# TASK TO COMPLETE
Nothing but the pictures is dropped; write out all the remaining data below exactly.
□ □ □ □ □ □ □
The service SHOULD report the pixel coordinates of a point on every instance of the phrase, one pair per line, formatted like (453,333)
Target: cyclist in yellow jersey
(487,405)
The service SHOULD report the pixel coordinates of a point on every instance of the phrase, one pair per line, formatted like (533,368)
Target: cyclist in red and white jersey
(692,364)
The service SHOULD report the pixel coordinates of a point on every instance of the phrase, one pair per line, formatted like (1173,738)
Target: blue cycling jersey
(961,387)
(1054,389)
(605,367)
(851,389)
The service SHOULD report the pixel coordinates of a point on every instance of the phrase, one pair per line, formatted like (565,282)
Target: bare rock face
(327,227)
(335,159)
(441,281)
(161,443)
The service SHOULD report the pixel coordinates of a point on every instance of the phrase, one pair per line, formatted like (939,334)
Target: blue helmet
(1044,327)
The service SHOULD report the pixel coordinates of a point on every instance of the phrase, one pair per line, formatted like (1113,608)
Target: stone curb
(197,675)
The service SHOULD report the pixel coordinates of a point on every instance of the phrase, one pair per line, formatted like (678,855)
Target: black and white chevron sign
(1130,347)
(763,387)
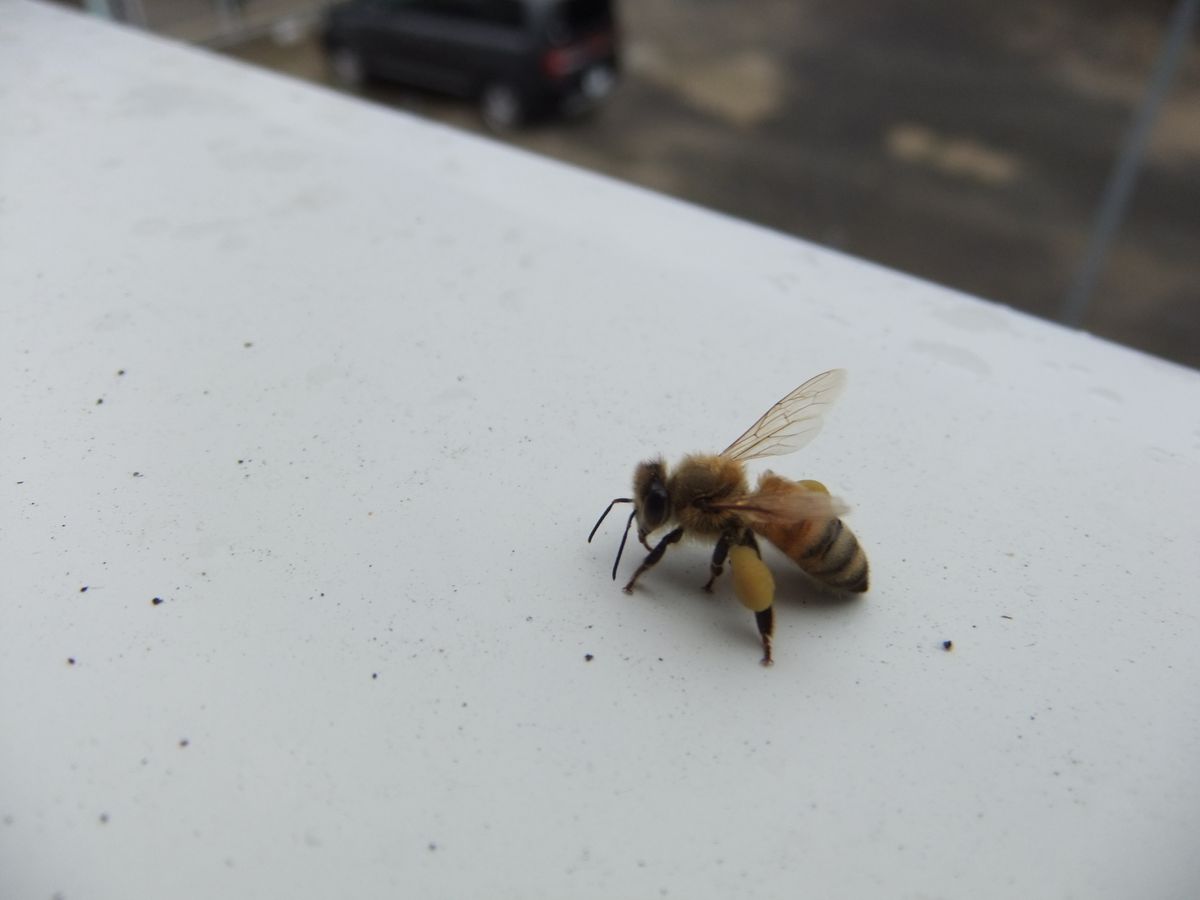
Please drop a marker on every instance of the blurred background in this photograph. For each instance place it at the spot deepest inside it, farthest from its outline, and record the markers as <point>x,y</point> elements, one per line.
<point>1044,155</point>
□ □ □ □ □ □ □
# TASK OUTPUT
The service SHOULD report the pixel coordinates of a point on every instance of the phrase, one pair per line, formatted like (453,333)
Target: cyclist in yellow jersey
(487,405)
The service SHOULD report the pixel coordinates of a point on every instance of the phrase, one pair per line, formatted like (533,368)
Target: cyclist in red and white jersey
(692,364)
The service SHOULD report the pixel coordinates of a point on every instance of the phrase, one pair per line, formatted like (1173,738)
Target: blue cycling jersey
(961,387)
(1054,389)
(605,367)
(851,389)
The service SHOULD report the pixel coordinates of a point on every instance of the phrase, one pair per line, formatted like (565,282)
Target: bare rock face
(327,227)
(335,159)
(441,281)
(161,443)
The service SHOULD report the pixel coordinates of a point on every instance of the phrase, one pair per line, formatted like (939,334)
Target: blue helmet
(1044,327)
The service SHOULD report the pixel coordinates of a point on every instance of the phrase, one pair per line, formatted like (1113,608)
Target: stone curb
(197,675)
The service SHOULD report the pixel coordinates of a point on every instance of the phrase, one pair per line, formatted like (678,855)
Target: black and white chevron sign
(1130,347)
(763,387)
Please drop a marker on every instance of the blurred background in this photograph. For each instance place it at the spot deepest inside it, farthest from its outline, and record the markers as <point>x,y</point> elements, one per line.
<point>1044,155</point>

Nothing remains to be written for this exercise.